From the records below, please repeat exactly the line that has "In this exercise you will indicate the desert", the line that has "x=152, y=257", and every line between them, and nothing else.

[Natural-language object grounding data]
────────────────

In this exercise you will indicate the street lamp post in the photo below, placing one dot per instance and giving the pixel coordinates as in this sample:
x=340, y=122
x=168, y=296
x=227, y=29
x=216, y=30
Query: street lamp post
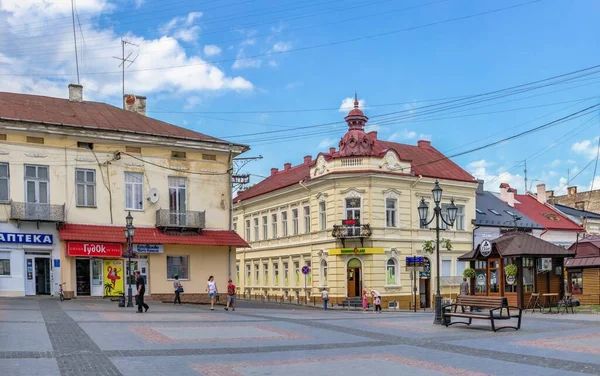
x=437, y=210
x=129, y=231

────────────────

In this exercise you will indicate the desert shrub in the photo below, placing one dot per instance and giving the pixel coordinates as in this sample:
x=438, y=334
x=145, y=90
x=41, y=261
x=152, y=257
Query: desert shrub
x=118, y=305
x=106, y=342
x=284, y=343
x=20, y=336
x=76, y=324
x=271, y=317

────────────────

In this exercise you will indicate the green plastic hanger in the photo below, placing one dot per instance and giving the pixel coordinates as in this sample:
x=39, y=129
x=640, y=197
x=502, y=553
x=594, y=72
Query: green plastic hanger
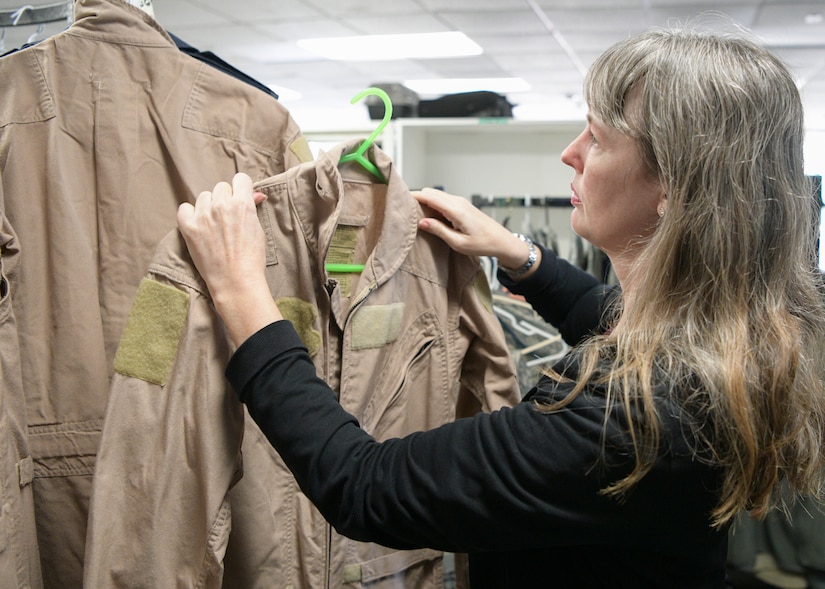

────────────────

● Output of the exercise:
In this exercise you will indicate the desert shrub in the photo below, placing one dot per instance and giving the pixel coordinates as in this sample:
x=438, y=334
x=145, y=90
x=41, y=261
x=152, y=257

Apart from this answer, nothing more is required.